**SUPPLIED RECORDS**
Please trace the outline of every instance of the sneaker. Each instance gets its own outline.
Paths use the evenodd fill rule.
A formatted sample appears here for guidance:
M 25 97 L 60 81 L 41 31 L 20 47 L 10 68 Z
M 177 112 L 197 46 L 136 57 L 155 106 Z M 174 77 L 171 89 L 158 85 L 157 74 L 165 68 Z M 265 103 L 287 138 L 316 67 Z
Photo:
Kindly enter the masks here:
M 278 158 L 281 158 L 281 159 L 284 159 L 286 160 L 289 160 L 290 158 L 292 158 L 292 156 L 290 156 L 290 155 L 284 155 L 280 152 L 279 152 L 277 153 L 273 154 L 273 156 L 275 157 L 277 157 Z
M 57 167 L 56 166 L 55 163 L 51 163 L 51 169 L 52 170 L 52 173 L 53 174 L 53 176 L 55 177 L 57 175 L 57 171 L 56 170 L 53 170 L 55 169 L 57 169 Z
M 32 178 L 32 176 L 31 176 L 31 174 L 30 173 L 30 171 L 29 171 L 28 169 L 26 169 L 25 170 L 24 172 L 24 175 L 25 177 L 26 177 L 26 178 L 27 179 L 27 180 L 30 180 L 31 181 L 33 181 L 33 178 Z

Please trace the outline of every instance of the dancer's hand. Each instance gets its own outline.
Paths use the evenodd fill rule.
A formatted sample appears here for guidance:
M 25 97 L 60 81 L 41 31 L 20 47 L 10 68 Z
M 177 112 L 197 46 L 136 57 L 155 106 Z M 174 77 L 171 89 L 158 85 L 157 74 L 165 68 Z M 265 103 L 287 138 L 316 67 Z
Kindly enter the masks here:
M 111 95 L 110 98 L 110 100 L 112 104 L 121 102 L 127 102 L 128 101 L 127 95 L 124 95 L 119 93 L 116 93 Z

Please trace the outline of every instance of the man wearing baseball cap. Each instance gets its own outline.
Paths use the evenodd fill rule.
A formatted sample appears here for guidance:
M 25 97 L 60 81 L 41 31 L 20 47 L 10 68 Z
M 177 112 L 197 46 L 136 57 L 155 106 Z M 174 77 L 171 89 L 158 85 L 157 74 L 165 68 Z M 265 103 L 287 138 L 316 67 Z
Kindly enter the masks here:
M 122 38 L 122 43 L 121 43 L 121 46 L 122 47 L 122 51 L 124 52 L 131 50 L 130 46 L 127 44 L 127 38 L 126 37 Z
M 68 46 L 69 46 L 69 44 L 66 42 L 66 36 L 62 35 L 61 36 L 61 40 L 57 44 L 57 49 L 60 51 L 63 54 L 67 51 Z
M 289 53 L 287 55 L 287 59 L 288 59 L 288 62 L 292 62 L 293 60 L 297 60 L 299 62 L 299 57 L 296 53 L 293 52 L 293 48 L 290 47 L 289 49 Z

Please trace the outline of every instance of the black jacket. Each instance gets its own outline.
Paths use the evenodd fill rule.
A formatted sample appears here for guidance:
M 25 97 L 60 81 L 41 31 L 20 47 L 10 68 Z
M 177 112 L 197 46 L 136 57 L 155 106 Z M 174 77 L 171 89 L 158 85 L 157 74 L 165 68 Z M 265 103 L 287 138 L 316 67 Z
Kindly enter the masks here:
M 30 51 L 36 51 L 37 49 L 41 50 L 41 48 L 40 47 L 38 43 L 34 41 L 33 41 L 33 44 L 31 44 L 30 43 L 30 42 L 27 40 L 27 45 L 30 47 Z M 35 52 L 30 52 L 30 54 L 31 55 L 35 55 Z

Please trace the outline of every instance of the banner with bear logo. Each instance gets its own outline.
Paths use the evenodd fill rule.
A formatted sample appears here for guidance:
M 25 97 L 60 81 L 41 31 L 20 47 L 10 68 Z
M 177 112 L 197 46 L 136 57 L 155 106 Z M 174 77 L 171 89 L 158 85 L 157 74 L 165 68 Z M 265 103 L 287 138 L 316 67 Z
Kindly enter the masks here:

**TASK DESCRIPTION**
Starting at the beginning of the listing and continuing through the line containing "M 32 178 L 32", with both of those lines included, reproduce every line, shifting each polygon coordinate in the answer outlines up by 144. Copy all other text without change.

**TASK SOLUTION**
Please trace the outline of every instance of the sneaker. Each instance gets its own outline.
Paths use the evenodd fill rule.
A formatted sample appears here for guidance:
M 25 97 L 60 81 L 41 31 L 20 47 L 10 68 Z
M 177 112 L 197 46 L 136 57 L 155 106 Z M 174 77 L 171 89 L 158 85 L 157 74 L 165 68 Z M 265 103 L 287 138 L 316 67 Z
Photo:
Kindly enter the masks here:
M 422 302 L 425 302 L 425 303 L 428 303 L 430 304 L 433 304 L 434 302 L 436 302 L 436 300 L 434 300 L 434 299 L 428 299 L 424 296 L 423 296 L 421 297 L 417 298 L 417 300 L 419 301 L 421 301 Z
M 201 311 L 200 310 L 199 307 L 195 307 L 195 313 L 196 314 L 196 317 L 197 318 L 197 320 L 199 321 L 201 319 L 201 315 L 200 314 L 197 314 L 199 313 L 201 313 Z
M 176 322 L 176 320 L 175 320 L 175 318 L 174 317 L 174 315 L 173 315 L 172 313 L 170 313 L 169 314 L 168 316 L 168 319 L 169 321 L 170 321 L 170 322 L 171 323 L 171 324 L 174 324 L 175 325 L 177 325 L 177 322 Z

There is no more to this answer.